Suprema Corte di Cassazione
sezione III
sentenza 21 gennaio 2014, n. 1120
Ritenuto in fatto
1. – A seguito di appello proposto dal Comune di Campobasso avverso la sentenza del Tribunale della stessa città del luglio 2000, la Corte di appello di Campobasso, con sentenza resa pubblica l’11 ottobre 2007, in parziale riforma della predetta decisione, dichiarava – per quanto ancora interessa in questa sede – “la sopravvenuta nullità/inefficacia dell’opposto pignoramento rispetto” a C.C. , P.R. , D.R.A. , Banca di credito cooperativo di Gambatesa s.c.a.r.l., Curatela del fallimento Tecnitalia s.r.l., con condanna di “costoro a restituire al Comune le somme incamerate per effetto dell’intervenute assegnazione”, nonché al pagamento delle spese processuali del doppio grado.
La Corte territoriale – dato atto che il Comune aveva prodotto, in corso di giudizio, la sentenza n. 143 del 2003, passata in giudicato, con la quale la medesima Corte di appello di Campobasso aveva revocato i decreti ingiuntivi, provvisoriamente esecutivi, già emessi in favore dei predetti creditori e sulla cui base era stato effettuato il pignoramento presso terzi, avverso il quale il Comune aveva proposto opposizione – riteneva essersi verificata la sopravvenuta inefficacia di detto pignoramento, rilevabile in ogni stato e grado del giudizio.
Il giudice di appello escludeva, altresì, che le somme incamerate dalla Banca di credito cooperativo e dalla Curatela fallimentare potessero essere richieste dal Comune solo nei confronti dei loro debitori sostituiti, giacché la Banca e la Curatela avevano materialmente incamerato le somme in forza dell’intervento ai sensi dell’art. 511 cod. proc. civ. nella procedura esecutiva originata dal pignoramento poi divenuto inefficace e, dunque, sui medesimi soggetti gravava il relativo obbligo restitutorio, non potendo il Comune farsi di rapporti interni di credito/debito ai quali era estraneo.
Quanto alla condanna alle spese processuali del doppio grado di giudizio, la Corte territoriale riteneva che l’avere i creditori agito sulla base di un titolo giudiziale provvisoriamente esecutivo non li esonerava dal rischio del venir meno del titolo stesso, sicché su di essi dovevano gravare le spese del giudizio di opposizione risoltosi nella declaratoria di sopravvenuta inefficacia del pignoramento.
2. – Per la cassazione di tale sentenza ricorre D.R.A. , affidando le sorti dell’impugnazione a quattro motivi.
Resiste con controricorso il Comune di Campobasso, nonché la Banca di Credito Cooperativo di Gambatesa s.c.a.r.l., la quale ha proposto, inoltre, ricorso incidentale sulla base di quattro motivi, facendo proprio anche il terzo motivo del ricorso principale.
Non hanno svolto attività difensiva gli intimati C.C. , P.R. , quale erede di T.C. e procuratrice speciale di T.E. , T.A. e T.P. , quali eredi di T.C. , la Curatela del fallimento di Tecnitalia s.r.l., G.B. , G.S. , G.D. , G.G. e I.S.L. , quali eredi di G.A. .

• MATERIALE FORNITO
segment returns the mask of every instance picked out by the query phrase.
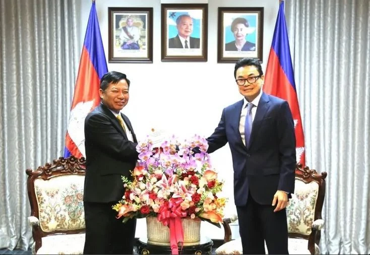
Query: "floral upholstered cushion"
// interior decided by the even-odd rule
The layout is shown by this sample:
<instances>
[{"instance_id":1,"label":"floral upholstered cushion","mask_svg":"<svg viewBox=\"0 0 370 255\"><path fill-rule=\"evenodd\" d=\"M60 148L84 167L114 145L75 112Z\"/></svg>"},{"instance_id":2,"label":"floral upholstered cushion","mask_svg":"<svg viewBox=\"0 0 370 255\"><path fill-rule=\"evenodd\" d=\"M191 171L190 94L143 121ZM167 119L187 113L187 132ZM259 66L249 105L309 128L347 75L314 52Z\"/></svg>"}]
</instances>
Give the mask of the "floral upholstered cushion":
<instances>
[{"instance_id":1,"label":"floral upholstered cushion","mask_svg":"<svg viewBox=\"0 0 370 255\"><path fill-rule=\"evenodd\" d=\"M315 252L319 246L315 244ZM288 251L289 254L311 254L308 248L308 241L304 239L289 238ZM265 243L265 250L268 254L267 246ZM224 243L216 249L216 254L242 254L243 249L240 238L232 240ZM320 254L320 249L319 253Z\"/></svg>"},{"instance_id":2,"label":"floral upholstered cushion","mask_svg":"<svg viewBox=\"0 0 370 255\"><path fill-rule=\"evenodd\" d=\"M85 228L84 175L35 180L39 225L44 232ZM54 253L55 254L55 253Z\"/></svg>"},{"instance_id":3,"label":"floral upholstered cushion","mask_svg":"<svg viewBox=\"0 0 370 255\"><path fill-rule=\"evenodd\" d=\"M85 234L49 235L42 242L36 254L83 254Z\"/></svg>"},{"instance_id":4,"label":"floral upholstered cushion","mask_svg":"<svg viewBox=\"0 0 370 255\"><path fill-rule=\"evenodd\" d=\"M319 184L315 181L305 183L295 180L294 194L286 208L288 231L309 235L312 232Z\"/></svg>"},{"instance_id":5,"label":"floral upholstered cushion","mask_svg":"<svg viewBox=\"0 0 370 255\"><path fill-rule=\"evenodd\" d=\"M240 238L232 240L225 242L216 249L216 254L242 254L243 248L241 246Z\"/></svg>"}]
</instances>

• CONSEGNA 1
Trascrivi dall'estratto della sentenza il passo che si apre con le parole contenenti "2. – Per la" e si chiude con "del ricorso principale.".
• CONSEGNA 2
Per favore, riduci in un elenco puntato il paragrafo dell'estratto della sentenza che comincia con "Il giudice di appello escludeva", conservandone i fatti principali.
• CONSEGNA 3
In base all'estratto della sentenza, per quale motivo la Corte territoriale pose a carico dei creditori le spese processuali del doppio grado? Rispondi in una-tre frasi.

• RISPOSTA 1
2. – Per la cassazione di tale sentenza ricorre D.R.A. , affidando le sorti dell’impugnazione a quattro motivi.
Resiste con controricorso il Comune di Campobasso, nonché la Banca di Credito Cooperativo di Gambatesa s.c.a.r.l., la quale ha proposto, inoltre, ricorso incidentale sulla base di quattro motivi, facendo proprio anche il terzo motivo del ricorso principale.

• RISPOSTA 2
- La Corte d'appello escluse che il Comune potesse chiedere le somme incamerate dalla Banca di credito cooperativo e dalla Curatela fallimentare solo ai loro debitori sostituiti.
- Banca e Curatela avevano materialmente incamerato le somme intervenendo, ai sensi dell'art. 511 cod. proc. civ., nella procedura esecutiva originata dal pignoramento poi divenuto inefficace.
- L'obbligo di restituzione gravava quindi su di loro.
- Il Comune era estraneo ai rapporti interni di credito/debito tra Banca e Curatela e i loro debitori.

• RISPOSTA 3
Per la Corte territoriale, aver agito sulla base di un titolo giudiziale provvisoriamente esecutivo non esonerava i creditori dal rischio che quel titolo venisse meno. Perciò su di loro dovevano gravare le spese del giudizio di opposizione, che si era concluso con la declaratoria di sopravvenuta inefficacia del pignoramento.